Find each line in the data below that contains the word "eyebrow" and copy those lines. Case counts.

+++++

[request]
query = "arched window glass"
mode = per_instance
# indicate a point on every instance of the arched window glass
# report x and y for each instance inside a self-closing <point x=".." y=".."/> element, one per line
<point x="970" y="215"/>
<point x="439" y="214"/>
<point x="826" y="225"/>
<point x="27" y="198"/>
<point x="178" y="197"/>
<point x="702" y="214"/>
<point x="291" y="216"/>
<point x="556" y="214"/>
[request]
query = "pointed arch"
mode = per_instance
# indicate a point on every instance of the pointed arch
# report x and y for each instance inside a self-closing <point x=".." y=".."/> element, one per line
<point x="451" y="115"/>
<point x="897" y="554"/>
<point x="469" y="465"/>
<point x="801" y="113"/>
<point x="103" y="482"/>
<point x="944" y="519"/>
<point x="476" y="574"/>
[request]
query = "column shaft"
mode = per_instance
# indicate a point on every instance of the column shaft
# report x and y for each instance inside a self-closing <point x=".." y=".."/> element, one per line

+++++

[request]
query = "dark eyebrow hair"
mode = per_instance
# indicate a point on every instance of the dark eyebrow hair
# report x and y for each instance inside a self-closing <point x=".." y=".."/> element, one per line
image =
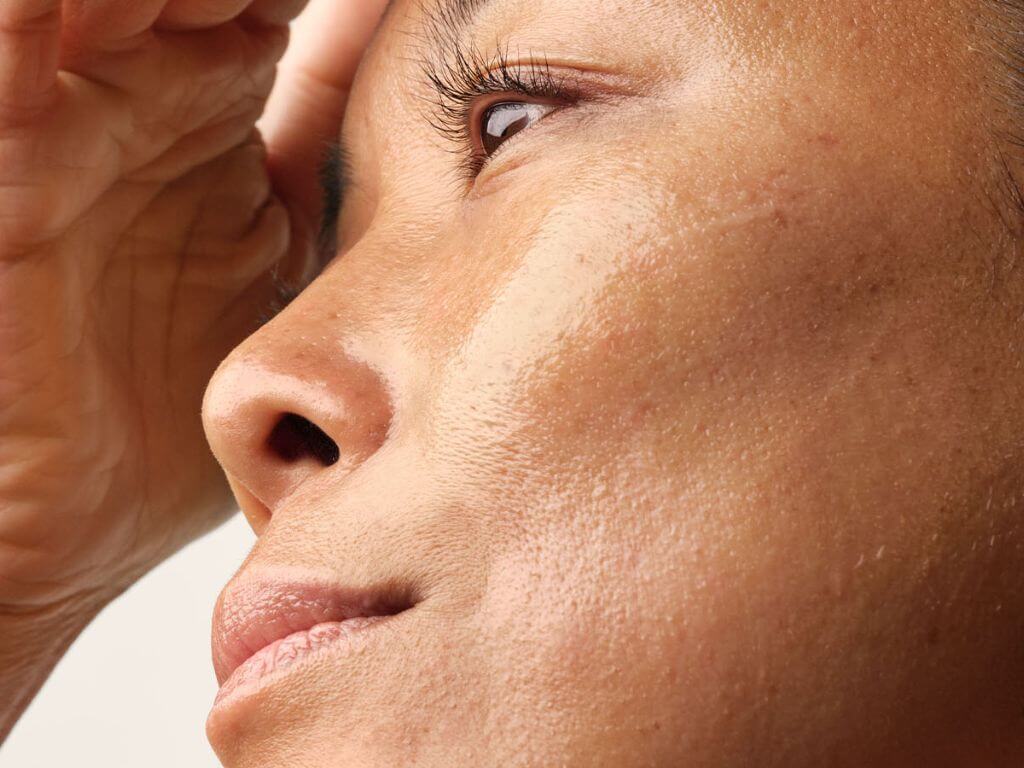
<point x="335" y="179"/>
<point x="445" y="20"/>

+++++

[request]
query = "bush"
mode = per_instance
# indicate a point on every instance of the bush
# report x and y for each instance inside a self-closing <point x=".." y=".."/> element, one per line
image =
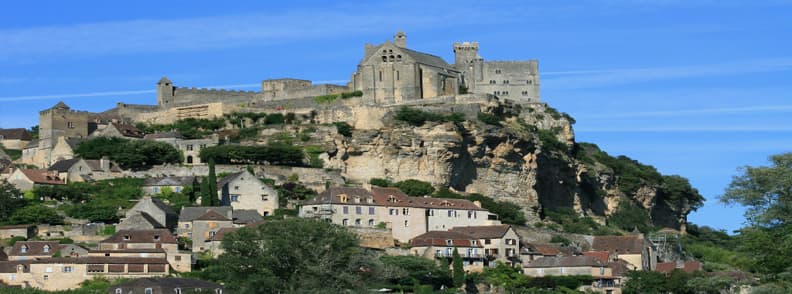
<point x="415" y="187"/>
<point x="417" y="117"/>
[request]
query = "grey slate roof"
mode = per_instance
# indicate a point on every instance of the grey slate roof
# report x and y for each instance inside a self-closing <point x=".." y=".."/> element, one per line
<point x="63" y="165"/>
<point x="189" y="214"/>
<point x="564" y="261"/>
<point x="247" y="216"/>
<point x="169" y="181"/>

+++++

**Correct answer:**
query = "dark eyebrow hair"
# indicate a point on every instance of the dark eyebrow hair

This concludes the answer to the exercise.